--- Start ---

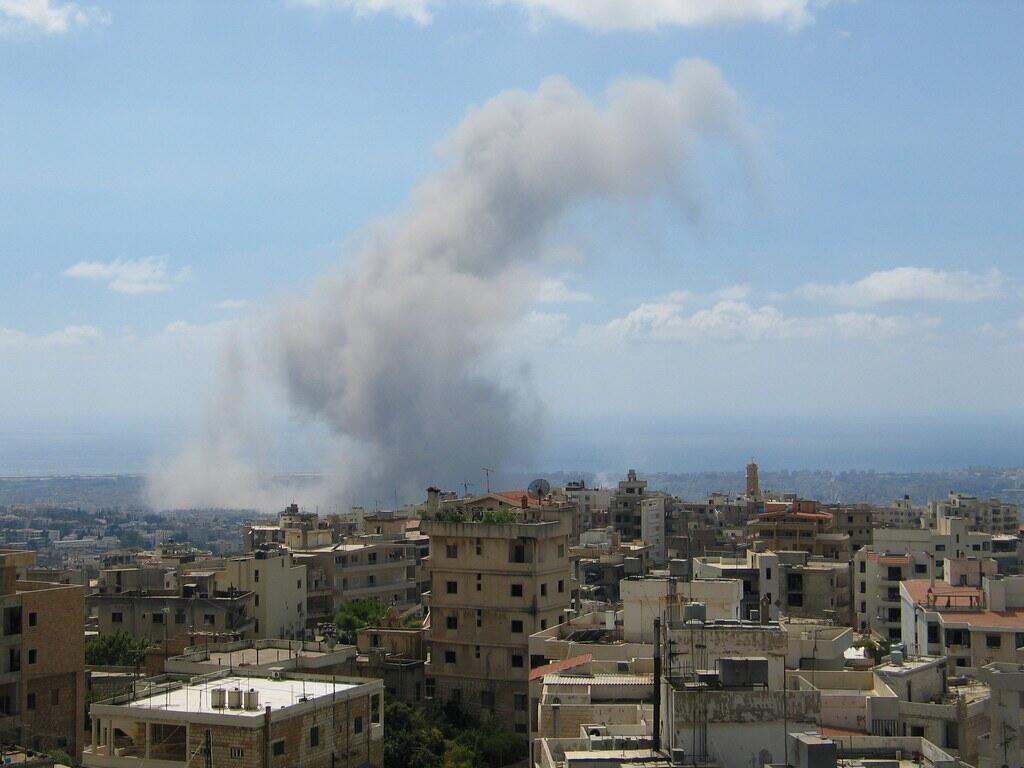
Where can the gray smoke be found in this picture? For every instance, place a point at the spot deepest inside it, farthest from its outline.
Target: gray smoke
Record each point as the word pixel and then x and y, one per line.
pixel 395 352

--- End ---
--- Start ---

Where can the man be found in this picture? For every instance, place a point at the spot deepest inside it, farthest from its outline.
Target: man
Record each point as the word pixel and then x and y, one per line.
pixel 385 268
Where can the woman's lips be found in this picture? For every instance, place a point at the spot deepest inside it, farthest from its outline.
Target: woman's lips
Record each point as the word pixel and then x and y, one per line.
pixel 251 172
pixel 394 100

--- End ---

▸ **What you are asked to do**: Reproduce everything from the line containing "Where can the gray" down to the line containing "pixel 395 352", request lines included, and nothing else, increasing each x and y coordinate in the answers by 18.

▸ **Response to this exercise**:
Where can the gray smoke be found in this picture? For every instance, place a point at the spot deepest inside it, farthest from its outline.
Target: gray smoke
Record each point as the word pixel and then x and y, one per line.
pixel 413 370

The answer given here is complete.